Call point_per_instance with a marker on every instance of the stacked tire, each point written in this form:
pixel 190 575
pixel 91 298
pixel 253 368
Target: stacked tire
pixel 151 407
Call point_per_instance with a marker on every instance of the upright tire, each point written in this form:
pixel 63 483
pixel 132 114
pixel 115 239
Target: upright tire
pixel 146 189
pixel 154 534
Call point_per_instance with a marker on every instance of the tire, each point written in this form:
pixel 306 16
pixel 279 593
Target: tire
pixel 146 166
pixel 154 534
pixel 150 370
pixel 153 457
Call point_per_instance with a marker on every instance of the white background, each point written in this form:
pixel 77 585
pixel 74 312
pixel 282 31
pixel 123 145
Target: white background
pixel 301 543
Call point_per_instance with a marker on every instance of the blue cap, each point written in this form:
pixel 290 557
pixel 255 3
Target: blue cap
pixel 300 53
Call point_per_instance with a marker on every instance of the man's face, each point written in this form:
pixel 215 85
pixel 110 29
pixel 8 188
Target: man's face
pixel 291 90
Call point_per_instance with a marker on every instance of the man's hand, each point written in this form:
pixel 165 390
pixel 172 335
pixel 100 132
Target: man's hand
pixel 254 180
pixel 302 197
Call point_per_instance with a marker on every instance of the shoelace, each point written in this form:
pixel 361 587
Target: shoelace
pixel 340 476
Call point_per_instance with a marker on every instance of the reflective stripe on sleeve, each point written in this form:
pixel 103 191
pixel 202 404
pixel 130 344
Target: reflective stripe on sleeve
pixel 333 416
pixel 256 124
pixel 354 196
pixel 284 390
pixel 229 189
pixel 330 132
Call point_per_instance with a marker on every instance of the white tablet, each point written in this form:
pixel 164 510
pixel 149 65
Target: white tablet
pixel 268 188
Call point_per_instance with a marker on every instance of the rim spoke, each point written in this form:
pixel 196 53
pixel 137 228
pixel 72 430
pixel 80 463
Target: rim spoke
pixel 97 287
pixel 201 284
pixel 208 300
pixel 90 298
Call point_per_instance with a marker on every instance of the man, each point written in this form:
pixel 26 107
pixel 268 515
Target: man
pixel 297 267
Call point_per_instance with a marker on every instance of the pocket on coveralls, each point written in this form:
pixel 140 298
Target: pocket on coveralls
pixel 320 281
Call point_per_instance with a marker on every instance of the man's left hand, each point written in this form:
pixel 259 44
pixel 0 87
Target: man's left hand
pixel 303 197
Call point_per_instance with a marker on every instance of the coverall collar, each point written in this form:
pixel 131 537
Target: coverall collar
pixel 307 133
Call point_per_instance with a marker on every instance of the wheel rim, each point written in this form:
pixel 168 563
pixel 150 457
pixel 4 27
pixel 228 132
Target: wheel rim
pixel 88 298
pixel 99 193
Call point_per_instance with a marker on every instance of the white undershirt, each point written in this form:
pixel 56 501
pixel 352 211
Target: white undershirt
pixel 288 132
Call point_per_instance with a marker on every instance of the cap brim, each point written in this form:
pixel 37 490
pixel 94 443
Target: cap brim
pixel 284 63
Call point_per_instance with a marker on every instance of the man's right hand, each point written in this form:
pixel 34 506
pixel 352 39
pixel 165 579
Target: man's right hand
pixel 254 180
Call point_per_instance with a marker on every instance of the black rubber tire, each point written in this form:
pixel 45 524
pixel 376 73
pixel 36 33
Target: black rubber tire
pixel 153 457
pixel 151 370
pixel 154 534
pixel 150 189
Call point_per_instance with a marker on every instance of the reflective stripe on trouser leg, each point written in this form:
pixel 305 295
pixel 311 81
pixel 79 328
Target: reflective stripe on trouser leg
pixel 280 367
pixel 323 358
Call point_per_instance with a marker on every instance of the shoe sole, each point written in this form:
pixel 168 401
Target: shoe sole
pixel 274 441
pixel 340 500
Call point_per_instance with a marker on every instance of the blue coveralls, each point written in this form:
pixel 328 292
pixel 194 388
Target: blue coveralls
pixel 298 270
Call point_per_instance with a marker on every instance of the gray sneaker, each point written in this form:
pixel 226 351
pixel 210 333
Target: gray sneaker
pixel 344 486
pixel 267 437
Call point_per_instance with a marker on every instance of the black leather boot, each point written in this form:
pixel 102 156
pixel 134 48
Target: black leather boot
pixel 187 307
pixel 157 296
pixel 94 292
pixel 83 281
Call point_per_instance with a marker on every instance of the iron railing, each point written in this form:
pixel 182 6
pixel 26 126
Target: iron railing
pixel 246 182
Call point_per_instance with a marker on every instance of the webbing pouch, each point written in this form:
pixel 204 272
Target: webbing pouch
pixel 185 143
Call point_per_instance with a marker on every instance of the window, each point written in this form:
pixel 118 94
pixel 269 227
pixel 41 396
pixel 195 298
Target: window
=-=-=-=-=
### EXERCISE GOAL
Rewrite all of the material above as a numbered list, omitting any blank lines.

### EXPECTED OUTPUT
1. Call point_per_instance with a marker on every instance of the stacked tire, each point written in this form:
2. pixel 190 575
3. pixel 91 298
4. pixel 253 368
5. Target: stacked tire
6. pixel 151 407
7. Call point_per_instance with a marker on every instance of the upright tire, each point written in this form:
8. pixel 63 483
9. pixel 132 114
10. pixel 115 239
11. Target: upright tire
12. pixel 146 189
13. pixel 154 534
14. Call point_per_instance with a marker on every instance of the tire, each point written in this form:
15. pixel 306 16
16. pixel 279 593
17. Target: tire
18. pixel 146 166
19. pixel 154 534
20. pixel 150 370
21. pixel 153 457
22. Call point_per_instance with a marker on every instance of the white background, each point written in this form:
23. pixel 77 585
24. pixel 74 312
25. pixel 282 31
26. pixel 123 145
27. Target: white background
28. pixel 301 543
29. Call point_per_instance with a marker on every instance of the blue cap, each point written in this form:
30. pixel 290 557
31. pixel 255 3
32. Target: blue cap
33. pixel 300 53
34. Call point_per_instance with a marker on every instance of the man's face, each point written in this form:
35. pixel 215 85
36. pixel 110 29
37. pixel 8 188
38. Target: man's face
39. pixel 291 90
40. Call point_per_instance with a marker on every instance of the man's hand, each point written in this form:
41. pixel 165 390
42. pixel 172 335
43. pixel 100 132
44. Target: man's hand
45. pixel 254 180
46. pixel 302 197
47. Call point_per_instance with a marker on every instance of the shoelace, each point written in this form:
48. pixel 361 587
49. Target: shoelace
50. pixel 340 476
51. Call point_per_instance with a marker on every instance of the reflective stripe on sleeve, each point written in this form:
52. pixel 103 191
53. pixel 202 404
54. pixel 130 344
55. Target: reflective stripe on sleeve
56. pixel 333 416
57. pixel 256 124
58. pixel 354 196
59. pixel 284 390
60. pixel 229 189
61. pixel 330 132
62. Call point_per_instance with a marker on every instance of the white tablet, each point written in this form:
63. pixel 164 510
64. pixel 149 65
65. Target: white tablet
66. pixel 268 188
67. Call point_per_instance with a marker on every instance of the rim spoke, each point written in this form:
68. pixel 196 53
69. pixel 137 228
70. pixel 72 430
71. pixel 80 463
72. Target: rim spoke
73. pixel 97 287
74. pixel 201 284
75. pixel 208 300
76. pixel 90 298
77. Call point_per_instance with a marker on every instance of the man, each point written in this form:
78. pixel 26 107
79. pixel 268 515
80. Target: man
81. pixel 297 267
82. Call point_per_instance with a marker on every instance of the pocket on coveralls, each point written in this form:
83. pixel 140 298
84. Target: pocket on coveralls
85. pixel 320 281
86. Call point_per_instance with a marker on every instance of the man's left hand, each point written in this form:
87. pixel 259 44
88. pixel 0 87
89. Target: man's left hand
90. pixel 303 197
91. Call point_per_instance with a marker on every instance of the coverall collar, each point written in this form:
92. pixel 131 537
93. Target: coverall collar
94. pixel 307 133
95. Call point_per_instance with a marker on every instance of the wheel rim, each point written in this form:
96. pixel 168 563
97. pixel 150 457
98. pixel 4 27
99. pixel 228 132
100. Target: wheel rim
101. pixel 88 298
102. pixel 99 193
103. Call point_per_instance with a marker on every instance of the white undershirt, each point written in this form:
104. pixel 56 501
105. pixel 352 211
106. Target: white undershirt
107. pixel 288 132
108. Call point_per_instance with a marker on every instance of the cap brim, each point written in this form:
109. pixel 37 490
110. pixel 94 443
111. Target: cap brim
112. pixel 284 63
113. Call point_per_instance with a marker on every instance of the man's right hand, each point written in this form:
114. pixel 34 506
115. pixel 352 39
116. pixel 165 579
117. Target: man's right hand
118. pixel 254 180
119. Call point_per_instance with a marker on every instance of the black rubber tire, each point written in this form:
120. pixel 45 524
121. pixel 376 73
122. pixel 36 33
123. Target: black rubber tire
124. pixel 153 457
125. pixel 151 370
126. pixel 154 534
127. pixel 150 189
128. Call point_per_instance with a marker on every instance of the reflective stripe on trouser leg, each point written in this form:
129. pixel 305 295
130. pixel 311 81
131. pixel 79 328
132. Target: reflective stripe on trouser leg
133. pixel 280 367
134. pixel 323 358
135. Call point_per_instance with a marker on every instance of the shoe sole, each point written in this form:
136. pixel 168 401
137. Target: shoe sole
138. pixel 274 441
139. pixel 340 500
140. Call point_per_instance with a marker on every instance of the blue coveralls, each point written in this form:
141. pixel 328 292
142. pixel 194 388
143. Target: blue coveralls
144. pixel 298 270
145. Call point_per_instance with a marker on every instance of the gray sneaker, each point written in this form:
146. pixel 226 351
147. pixel 210 333
148. Target: gray sneaker
149. pixel 344 486
150. pixel 267 437
151. Call point_per_instance with a marker on every instance of the black leather boot, each point written in this form:
152. pixel 102 156
153. pixel 134 48
154. Target: black leather boot
155. pixel 187 307
156. pixel 157 296
157. pixel 94 292
158. pixel 83 281
159. Call point_per_instance with a marker on every instance of the iron railing, each point written in this form:
160. pixel 182 6
161. pixel 26 126
162. Target: iron railing
163. pixel 246 182
164. Call point_per_instance with a marker on every instance of the webbing pouch, each point written in this form:
165. pixel 204 272
166. Target: webbing pouch
167. pixel 185 143
168. Call point_per_instance with a marker on every instance of the window, each point written in this form:
169. pixel 118 94
170. pixel 269 227
171. pixel 41 396
172. pixel 195 298
173. Target: window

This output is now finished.